• TASK BRIEF: Convert the entries below into a JSON list of strings, with one string per line and blank lines omitted. Exclude the pictures from the answer.

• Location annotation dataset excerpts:
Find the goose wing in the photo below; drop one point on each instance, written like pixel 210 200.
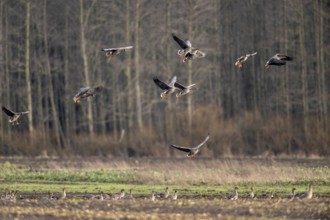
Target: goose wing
pixel 282 57
pixel 82 91
pixel 8 112
pixel 161 84
pixel 185 149
pixel 172 82
pixel 96 89
pixel 183 44
pixel 179 86
pixel 124 48
pixel 205 140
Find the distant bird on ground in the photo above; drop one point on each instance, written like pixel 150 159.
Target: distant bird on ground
pixel 192 151
pixel 14 116
pixel 242 59
pixel 174 196
pixel 153 197
pixel 62 195
pixel 235 195
pixel 163 195
pixel 306 195
pixel 119 195
pixel 183 90
pixel 253 195
pixel 278 60
pixel 187 52
pixel 168 88
pixel 85 92
pixel 112 52
pixel 130 195
pixel 292 194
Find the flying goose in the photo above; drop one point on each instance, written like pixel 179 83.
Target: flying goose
pixel 14 116
pixel 242 59
pixel 235 195
pixel 85 92
pixel 183 90
pixel 292 194
pixel 112 52
pixel 192 151
pixel 305 195
pixel 278 60
pixel 187 52
pixel 168 88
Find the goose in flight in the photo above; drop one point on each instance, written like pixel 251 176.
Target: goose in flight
pixel 305 195
pixel 85 92
pixel 187 52
pixel 14 116
pixel 183 90
pixel 112 52
pixel 168 88
pixel 278 60
pixel 242 59
pixel 192 151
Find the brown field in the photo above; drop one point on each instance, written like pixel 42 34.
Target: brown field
pixel 203 186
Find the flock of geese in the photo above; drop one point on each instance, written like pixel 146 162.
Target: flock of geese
pixel 187 53
pixel 165 195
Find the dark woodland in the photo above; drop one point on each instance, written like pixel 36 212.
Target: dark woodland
pixel 51 48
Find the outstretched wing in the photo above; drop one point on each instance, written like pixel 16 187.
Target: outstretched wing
pixel 201 144
pixel 173 80
pixel 96 89
pixel 125 48
pixel 179 86
pixel 161 84
pixel 82 91
pixel 8 112
pixel 282 57
pixel 185 149
pixel 181 42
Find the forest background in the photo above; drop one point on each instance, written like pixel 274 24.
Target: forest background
pixel 49 49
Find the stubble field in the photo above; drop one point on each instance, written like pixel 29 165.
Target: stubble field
pixel 203 186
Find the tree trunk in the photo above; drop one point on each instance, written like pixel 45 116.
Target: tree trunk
pixel 304 68
pixel 86 70
pixel 137 63
pixel 27 67
pixel 50 85
pixel 128 69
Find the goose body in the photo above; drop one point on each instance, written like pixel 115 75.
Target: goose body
pixel 278 60
pixel 192 151
pixel 239 62
pixel 112 52
pixel 183 90
pixel 167 88
pixel 13 116
pixel 187 52
pixel 86 92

• CORRECT RESPONSE:
[
  "Find the goose wing in the photo below; drop one point on each instance, written like pixel 210 200.",
  "Target: goose wing",
  "pixel 282 57",
  "pixel 82 91",
  "pixel 8 112",
  "pixel 161 84",
  "pixel 185 149",
  "pixel 172 82",
  "pixel 96 89",
  "pixel 183 44",
  "pixel 179 86",
  "pixel 124 48",
  "pixel 205 140",
  "Find the distant bird on ground in the photo above; drop one point on each instance, written like pixel 150 159.",
  "Target: distant bird on ground",
  "pixel 192 151",
  "pixel 14 116",
  "pixel 242 59",
  "pixel 174 196",
  "pixel 153 197",
  "pixel 62 195",
  "pixel 235 195",
  "pixel 163 195",
  "pixel 306 195",
  "pixel 119 195",
  "pixel 183 90",
  "pixel 253 195",
  "pixel 278 60",
  "pixel 187 52",
  "pixel 168 88",
  "pixel 85 92",
  "pixel 112 52",
  "pixel 130 195",
  "pixel 292 194",
  "Find the flying goose in the photo above; drop one point on each instance, written like pixel 179 83.",
  "Target: flying goose",
  "pixel 14 116",
  "pixel 242 59",
  "pixel 235 195",
  "pixel 85 92",
  "pixel 183 90",
  "pixel 292 194",
  "pixel 112 52",
  "pixel 192 151",
  "pixel 305 195",
  "pixel 278 60",
  "pixel 187 52",
  "pixel 168 88",
  "Find the goose in flight in the photo above; drop one point on each instance, written like pixel 251 176.",
  "Target: goose in flight",
  "pixel 305 195",
  "pixel 85 92",
  "pixel 187 52",
  "pixel 14 116",
  "pixel 183 90",
  "pixel 112 52",
  "pixel 168 88",
  "pixel 278 60",
  "pixel 242 59",
  "pixel 192 151",
  "Find the brown field in the photo above; drop one point on each instance, written like pixel 42 34.",
  "Target: brown field",
  "pixel 203 186",
  "Find the flock of geese in the photo above; drop one point on each instance, written like pixel 146 162.",
  "Target: flock of geese",
  "pixel 187 53",
  "pixel 165 195",
  "Find the dark woodland in the photo above; drop one point on each instance, written like pixel 36 212.",
  "Target: dark woodland",
  "pixel 51 48",
  "Find the outstretched wing in the photo above; drop one point on each instance, written like pixel 16 187.",
  "Target: outstretched wing",
  "pixel 201 144",
  "pixel 173 80",
  "pixel 96 89",
  "pixel 125 48",
  "pixel 179 86",
  "pixel 161 84",
  "pixel 82 91",
  "pixel 8 112",
  "pixel 282 57",
  "pixel 185 149",
  "pixel 181 42",
  "Find the forest background in the photo above; drop one point on each instance, written like pixel 274 24.",
  "Target: forest background",
  "pixel 49 49",
  "Find the stubble field in the photo above; drop one point on each instance, written like pixel 29 165.",
  "Target: stubble field",
  "pixel 203 186",
  "Find the tree trunk in the photo above; drop one point on each instance, written like pixel 45 116.",
  "Target: tree trunk",
  "pixel 304 68",
  "pixel 86 70",
  "pixel 137 63",
  "pixel 27 67",
  "pixel 50 85",
  "pixel 128 69",
  "Find the goose body in the photo above; drop one point on each instance, written like pixel 115 75.",
  "Target: goose body",
  "pixel 278 60",
  "pixel 192 151",
  "pixel 239 62",
  "pixel 112 52",
  "pixel 183 90",
  "pixel 167 88",
  "pixel 13 116",
  "pixel 187 52",
  "pixel 86 92"
]